◆ AIM OF THE EXERCISE ◆
In the entries that follow, the line with "Target: pavement" opens the range and the line with "the black tire" closes it; repeat that range exactly, both lines included.

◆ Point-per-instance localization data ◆
'''
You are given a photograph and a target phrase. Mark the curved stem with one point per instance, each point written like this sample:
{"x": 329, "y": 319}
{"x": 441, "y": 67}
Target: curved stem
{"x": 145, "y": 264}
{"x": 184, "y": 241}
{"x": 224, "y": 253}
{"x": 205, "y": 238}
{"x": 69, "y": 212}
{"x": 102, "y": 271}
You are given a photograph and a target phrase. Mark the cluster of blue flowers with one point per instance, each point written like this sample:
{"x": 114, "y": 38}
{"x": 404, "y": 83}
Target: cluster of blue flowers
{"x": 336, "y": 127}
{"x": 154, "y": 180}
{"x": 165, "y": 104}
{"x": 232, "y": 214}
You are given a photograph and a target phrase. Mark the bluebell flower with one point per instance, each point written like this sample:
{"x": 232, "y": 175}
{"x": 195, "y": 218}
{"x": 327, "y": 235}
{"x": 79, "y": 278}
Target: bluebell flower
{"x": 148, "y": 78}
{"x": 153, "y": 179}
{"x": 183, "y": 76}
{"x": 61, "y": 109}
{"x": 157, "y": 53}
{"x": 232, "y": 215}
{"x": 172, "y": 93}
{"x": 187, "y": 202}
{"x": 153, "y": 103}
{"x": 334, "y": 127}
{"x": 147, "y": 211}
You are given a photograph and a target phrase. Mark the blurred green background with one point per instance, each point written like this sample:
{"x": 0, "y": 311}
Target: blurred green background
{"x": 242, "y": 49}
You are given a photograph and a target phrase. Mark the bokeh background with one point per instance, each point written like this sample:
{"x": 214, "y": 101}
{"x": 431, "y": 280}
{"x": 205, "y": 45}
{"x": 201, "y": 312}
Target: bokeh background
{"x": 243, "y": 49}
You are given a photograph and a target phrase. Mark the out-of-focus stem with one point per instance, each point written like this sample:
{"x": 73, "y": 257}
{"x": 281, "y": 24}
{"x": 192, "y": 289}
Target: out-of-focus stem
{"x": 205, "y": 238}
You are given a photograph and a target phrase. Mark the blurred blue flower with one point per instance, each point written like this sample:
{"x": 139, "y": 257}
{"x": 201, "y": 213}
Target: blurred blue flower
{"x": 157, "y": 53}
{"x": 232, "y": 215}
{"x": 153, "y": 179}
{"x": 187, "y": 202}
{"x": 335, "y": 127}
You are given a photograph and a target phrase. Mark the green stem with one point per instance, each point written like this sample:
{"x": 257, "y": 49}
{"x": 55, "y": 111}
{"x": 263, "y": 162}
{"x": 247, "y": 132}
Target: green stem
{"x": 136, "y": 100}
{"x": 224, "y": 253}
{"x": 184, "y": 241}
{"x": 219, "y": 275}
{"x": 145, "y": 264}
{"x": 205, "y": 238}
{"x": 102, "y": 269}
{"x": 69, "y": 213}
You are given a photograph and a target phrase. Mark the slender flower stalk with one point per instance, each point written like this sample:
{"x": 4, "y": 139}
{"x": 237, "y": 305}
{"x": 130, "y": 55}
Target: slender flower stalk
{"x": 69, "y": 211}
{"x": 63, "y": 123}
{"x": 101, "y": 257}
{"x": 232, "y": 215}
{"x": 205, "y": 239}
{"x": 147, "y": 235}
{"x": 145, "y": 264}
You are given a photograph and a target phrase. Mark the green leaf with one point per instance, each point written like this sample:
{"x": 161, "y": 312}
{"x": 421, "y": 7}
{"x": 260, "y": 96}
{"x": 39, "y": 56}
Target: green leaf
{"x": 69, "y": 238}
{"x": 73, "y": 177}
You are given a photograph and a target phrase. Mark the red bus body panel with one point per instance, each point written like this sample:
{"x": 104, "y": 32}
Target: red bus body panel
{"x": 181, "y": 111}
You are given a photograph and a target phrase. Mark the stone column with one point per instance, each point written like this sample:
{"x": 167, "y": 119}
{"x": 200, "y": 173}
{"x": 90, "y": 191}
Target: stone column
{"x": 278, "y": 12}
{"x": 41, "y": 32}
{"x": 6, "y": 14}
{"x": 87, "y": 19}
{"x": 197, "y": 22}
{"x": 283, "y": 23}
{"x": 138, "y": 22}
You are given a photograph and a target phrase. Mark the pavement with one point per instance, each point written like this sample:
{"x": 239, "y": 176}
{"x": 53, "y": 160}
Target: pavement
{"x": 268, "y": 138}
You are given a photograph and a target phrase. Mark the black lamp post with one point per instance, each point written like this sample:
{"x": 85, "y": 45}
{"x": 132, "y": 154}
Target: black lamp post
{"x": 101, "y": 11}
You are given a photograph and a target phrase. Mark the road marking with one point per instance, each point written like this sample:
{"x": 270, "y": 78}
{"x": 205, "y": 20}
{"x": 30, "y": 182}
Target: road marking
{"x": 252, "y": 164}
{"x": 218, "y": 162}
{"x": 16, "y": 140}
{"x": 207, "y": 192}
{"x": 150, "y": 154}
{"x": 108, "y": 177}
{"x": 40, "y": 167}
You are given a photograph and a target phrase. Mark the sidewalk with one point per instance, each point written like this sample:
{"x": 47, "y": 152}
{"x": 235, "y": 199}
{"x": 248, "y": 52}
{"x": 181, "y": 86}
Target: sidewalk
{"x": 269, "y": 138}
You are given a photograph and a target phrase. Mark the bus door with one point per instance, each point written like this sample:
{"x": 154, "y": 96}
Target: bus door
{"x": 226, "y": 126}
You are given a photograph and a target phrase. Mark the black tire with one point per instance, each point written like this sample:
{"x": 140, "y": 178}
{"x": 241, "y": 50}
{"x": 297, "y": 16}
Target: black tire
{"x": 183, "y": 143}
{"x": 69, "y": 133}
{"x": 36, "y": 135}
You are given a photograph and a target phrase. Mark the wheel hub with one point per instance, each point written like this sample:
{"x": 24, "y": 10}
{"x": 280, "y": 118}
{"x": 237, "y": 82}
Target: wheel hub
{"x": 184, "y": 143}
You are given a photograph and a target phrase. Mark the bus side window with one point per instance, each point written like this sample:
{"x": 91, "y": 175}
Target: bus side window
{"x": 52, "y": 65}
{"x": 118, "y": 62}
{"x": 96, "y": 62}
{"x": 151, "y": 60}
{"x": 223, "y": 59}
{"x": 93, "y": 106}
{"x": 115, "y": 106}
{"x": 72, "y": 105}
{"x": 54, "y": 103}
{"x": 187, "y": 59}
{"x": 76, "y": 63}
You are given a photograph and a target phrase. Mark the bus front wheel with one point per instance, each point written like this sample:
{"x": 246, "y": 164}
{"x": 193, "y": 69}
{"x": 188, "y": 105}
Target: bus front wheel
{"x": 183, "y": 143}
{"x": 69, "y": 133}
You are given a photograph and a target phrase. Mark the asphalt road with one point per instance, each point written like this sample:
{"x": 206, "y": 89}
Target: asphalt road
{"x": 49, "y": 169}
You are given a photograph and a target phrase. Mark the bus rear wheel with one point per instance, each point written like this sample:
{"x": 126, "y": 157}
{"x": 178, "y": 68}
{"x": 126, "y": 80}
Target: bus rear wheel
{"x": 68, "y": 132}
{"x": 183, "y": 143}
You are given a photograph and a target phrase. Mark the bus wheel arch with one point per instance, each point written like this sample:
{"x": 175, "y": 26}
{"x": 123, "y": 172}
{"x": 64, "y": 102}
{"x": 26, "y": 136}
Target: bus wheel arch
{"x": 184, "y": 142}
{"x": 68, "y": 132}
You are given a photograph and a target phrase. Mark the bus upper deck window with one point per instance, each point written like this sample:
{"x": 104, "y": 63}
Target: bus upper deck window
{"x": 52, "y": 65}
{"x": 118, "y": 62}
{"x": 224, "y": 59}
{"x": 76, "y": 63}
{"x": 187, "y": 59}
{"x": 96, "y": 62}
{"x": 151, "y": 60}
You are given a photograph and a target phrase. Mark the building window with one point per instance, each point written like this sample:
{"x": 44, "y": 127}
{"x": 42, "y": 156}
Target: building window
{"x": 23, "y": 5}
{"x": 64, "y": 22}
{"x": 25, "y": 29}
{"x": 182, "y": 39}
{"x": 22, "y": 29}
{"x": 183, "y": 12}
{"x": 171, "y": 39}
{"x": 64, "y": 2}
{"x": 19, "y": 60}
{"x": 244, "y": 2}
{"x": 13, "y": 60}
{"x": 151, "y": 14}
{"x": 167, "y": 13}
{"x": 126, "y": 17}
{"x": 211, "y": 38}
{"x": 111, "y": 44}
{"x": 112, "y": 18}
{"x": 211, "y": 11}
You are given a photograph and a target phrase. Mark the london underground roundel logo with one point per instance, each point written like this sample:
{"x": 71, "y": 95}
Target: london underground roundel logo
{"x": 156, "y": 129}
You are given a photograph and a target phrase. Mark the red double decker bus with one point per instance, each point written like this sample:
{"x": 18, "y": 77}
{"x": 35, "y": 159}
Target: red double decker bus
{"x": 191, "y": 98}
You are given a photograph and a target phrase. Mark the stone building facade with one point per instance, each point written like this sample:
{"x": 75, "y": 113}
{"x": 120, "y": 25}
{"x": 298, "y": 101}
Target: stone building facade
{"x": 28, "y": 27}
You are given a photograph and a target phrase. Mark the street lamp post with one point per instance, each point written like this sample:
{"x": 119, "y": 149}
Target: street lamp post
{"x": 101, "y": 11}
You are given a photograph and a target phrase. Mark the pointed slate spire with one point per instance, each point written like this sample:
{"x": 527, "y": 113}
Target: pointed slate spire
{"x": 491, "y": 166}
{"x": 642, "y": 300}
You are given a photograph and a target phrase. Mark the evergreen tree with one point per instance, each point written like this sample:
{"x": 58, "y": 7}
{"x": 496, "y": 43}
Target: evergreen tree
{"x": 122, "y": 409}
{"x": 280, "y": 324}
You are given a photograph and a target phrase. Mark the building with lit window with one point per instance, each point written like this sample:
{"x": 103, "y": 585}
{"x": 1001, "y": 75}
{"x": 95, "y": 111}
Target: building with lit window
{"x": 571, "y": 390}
'''
◆ RESPONSE TO THIS EXERCISE ◆
Target: pavement
{"x": 268, "y": 138}
You are given a photograph and a target phrase. Mark the black lamp post with one point per instance, each point written like this sample:
{"x": 85, "y": 45}
{"x": 132, "y": 154}
Target: black lamp post
{"x": 101, "y": 11}
You are given a photograph and a target phrase. Mark the road marking with one point per instance, each point written like this sample:
{"x": 270, "y": 78}
{"x": 205, "y": 20}
{"x": 30, "y": 182}
Target: road marking
{"x": 252, "y": 164}
{"x": 218, "y": 162}
{"x": 16, "y": 140}
{"x": 207, "y": 192}
{"x": 150, "y": 154}
{"x": 108, "y": 177}
{"x": 40, "y": 167}
You are given a photograph and a target phrase. Mark the sidewalk with one point per instance, each point written like this sample:
{"x": 47, "y": 152}
{"x": 235, "y": 199}
{"x": 248, "y": 52}
{"x": 181, "y": 86}
Target: sidewalk
{"x": 269, "y": 138}
You are given a photograph and a target phrase. Mark the bus door with one point per instance, each point written like this sample:
{"x": 154, "y": 96}
Target: bus door
{"x": 226, "y": 126}
You are given a photograph and a target phrase. Mark the black tire with one point per instance, each point written like this sample:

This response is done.